··· Dataset content ···

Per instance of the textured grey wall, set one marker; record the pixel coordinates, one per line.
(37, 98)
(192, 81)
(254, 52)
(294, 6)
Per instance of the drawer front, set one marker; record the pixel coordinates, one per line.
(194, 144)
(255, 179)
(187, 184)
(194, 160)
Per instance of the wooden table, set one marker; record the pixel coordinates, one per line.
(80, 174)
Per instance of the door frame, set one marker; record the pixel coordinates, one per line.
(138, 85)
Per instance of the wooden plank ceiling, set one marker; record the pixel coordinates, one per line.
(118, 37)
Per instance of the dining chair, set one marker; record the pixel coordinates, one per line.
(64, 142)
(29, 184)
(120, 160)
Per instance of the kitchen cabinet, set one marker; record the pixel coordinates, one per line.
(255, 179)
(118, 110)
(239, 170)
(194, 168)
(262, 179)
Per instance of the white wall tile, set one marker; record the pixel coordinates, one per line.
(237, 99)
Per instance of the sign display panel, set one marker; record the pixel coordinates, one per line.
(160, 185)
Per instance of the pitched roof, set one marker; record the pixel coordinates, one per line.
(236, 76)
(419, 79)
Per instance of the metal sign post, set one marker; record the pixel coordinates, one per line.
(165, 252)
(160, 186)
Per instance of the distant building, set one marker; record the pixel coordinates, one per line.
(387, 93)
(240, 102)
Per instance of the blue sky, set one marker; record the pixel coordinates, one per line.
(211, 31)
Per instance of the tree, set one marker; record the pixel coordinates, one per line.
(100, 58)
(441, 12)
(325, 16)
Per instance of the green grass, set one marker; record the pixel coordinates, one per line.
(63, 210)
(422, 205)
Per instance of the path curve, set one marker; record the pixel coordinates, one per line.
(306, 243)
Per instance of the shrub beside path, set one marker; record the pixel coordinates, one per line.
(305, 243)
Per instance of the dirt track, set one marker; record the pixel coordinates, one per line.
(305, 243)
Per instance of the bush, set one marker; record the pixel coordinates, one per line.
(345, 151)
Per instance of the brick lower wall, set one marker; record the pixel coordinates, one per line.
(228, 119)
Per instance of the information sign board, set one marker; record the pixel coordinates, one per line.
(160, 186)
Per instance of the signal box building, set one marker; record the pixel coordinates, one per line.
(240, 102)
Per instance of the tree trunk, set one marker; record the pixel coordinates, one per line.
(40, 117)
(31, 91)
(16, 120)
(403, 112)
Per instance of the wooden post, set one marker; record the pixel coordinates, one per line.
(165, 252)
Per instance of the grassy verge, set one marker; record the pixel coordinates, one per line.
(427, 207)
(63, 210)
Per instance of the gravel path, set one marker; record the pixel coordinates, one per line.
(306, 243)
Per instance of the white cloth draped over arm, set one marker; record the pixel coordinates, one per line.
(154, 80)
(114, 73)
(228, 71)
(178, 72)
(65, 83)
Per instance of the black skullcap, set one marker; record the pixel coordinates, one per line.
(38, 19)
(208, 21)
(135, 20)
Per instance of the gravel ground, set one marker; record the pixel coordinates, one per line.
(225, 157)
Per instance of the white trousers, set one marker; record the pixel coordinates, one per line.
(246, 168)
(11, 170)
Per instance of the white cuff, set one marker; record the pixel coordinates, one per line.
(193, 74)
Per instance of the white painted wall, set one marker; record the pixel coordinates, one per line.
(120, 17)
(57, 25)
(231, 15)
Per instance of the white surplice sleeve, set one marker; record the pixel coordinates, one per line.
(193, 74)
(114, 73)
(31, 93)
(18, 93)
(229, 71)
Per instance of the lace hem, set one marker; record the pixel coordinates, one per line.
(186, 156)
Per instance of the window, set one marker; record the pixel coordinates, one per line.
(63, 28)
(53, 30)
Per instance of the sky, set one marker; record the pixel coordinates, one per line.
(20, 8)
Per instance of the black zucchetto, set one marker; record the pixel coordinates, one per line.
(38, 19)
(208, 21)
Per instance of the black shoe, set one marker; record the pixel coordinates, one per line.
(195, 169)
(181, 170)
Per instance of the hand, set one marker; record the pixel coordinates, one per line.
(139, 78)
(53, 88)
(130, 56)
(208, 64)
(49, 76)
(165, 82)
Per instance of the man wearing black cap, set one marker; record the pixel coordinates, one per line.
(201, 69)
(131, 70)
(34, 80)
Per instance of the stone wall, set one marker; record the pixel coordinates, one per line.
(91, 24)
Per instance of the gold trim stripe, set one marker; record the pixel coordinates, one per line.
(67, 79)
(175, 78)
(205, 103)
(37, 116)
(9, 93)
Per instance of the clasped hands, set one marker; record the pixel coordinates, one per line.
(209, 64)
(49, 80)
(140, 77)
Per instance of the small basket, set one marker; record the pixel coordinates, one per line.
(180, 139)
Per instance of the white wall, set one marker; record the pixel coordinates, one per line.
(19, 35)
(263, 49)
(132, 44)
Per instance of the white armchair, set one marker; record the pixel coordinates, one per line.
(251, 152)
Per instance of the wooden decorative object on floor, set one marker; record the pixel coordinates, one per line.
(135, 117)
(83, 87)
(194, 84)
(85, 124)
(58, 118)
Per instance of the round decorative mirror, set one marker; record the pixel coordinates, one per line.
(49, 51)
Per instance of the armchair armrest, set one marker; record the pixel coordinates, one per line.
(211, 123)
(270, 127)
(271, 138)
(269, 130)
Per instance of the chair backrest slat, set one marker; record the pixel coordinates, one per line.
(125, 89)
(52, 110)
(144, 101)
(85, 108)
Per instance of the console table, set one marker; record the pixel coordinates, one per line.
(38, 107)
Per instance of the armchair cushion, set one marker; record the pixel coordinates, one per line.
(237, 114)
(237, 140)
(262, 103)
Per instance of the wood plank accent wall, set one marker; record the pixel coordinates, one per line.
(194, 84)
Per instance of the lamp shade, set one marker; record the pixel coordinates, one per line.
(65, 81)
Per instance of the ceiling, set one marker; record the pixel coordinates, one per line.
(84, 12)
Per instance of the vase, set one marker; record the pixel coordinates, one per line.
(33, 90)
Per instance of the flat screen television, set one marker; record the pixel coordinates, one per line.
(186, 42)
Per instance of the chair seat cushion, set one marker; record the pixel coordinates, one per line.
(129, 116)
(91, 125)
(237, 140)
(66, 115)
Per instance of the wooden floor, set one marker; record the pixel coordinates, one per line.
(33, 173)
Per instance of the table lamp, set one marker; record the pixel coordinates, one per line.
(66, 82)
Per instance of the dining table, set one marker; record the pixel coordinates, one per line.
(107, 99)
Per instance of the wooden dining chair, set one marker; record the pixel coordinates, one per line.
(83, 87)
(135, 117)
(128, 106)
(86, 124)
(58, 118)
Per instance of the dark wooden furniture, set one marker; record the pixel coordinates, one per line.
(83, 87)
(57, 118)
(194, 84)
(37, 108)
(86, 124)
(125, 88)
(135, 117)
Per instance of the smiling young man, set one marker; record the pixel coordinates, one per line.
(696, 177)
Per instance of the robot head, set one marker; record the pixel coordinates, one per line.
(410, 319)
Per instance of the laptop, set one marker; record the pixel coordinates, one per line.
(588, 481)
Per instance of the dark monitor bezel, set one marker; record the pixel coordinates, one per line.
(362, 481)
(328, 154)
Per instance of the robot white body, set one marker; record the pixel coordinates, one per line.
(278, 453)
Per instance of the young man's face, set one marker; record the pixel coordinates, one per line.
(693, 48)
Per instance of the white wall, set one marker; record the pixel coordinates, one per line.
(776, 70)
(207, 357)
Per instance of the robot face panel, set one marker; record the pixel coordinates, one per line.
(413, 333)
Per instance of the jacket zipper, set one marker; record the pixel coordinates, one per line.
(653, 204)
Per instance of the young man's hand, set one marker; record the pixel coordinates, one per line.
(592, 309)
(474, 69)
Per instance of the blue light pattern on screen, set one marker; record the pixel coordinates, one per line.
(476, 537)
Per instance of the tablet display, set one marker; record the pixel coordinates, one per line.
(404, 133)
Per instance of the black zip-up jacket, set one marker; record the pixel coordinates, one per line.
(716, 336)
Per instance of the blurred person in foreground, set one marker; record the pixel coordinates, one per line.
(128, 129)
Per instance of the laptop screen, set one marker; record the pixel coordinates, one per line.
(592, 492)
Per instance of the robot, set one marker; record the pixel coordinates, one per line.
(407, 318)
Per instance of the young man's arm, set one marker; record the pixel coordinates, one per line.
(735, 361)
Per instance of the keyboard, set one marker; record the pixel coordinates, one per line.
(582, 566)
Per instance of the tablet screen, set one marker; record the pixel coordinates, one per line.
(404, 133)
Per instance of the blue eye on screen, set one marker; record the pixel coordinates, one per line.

···

_Work item_
Only these are to be transcribed: the line with "Per instance of the blue light" and every line after it through the last line of the entries, each exactly.

_Solved exercise_
Per instance of the blue light pattern on screen, set one marker; record the pixel coordinates, one per line.
(476, 537)
Per instance of the tablet display, set one marker; record the pixel coordinates, one per line.
(404, 133)
Per instance of the black zip-up jacket, set one marker; record the pixel coordinates, one per line.
(716, 336)
Per instance of the blurred person in foreground, set one marker; record the pixel coordinates, one per line.
(128, 129)
Per instance of the laptop screen, set one marker; record the pixel coordinates, one per line.
(592, 492)
Per instance of the robot, set one marker; record the pixel coordinates, one per line.
(407, 318)
Per instance of the young man's arm, set one marker; record the pixel coordinates, one per line.
(735, 361)
Per instance of the keyboard, set one marker; record the pixel coordinates, one per line.
(582, 566)
Per instance of the tablet screen, set one marker; record the pixel coordinates, one per line.
(404, 133)
Per instance of the blue eye on screen, set one marker; record the pixel coordinates, one per line.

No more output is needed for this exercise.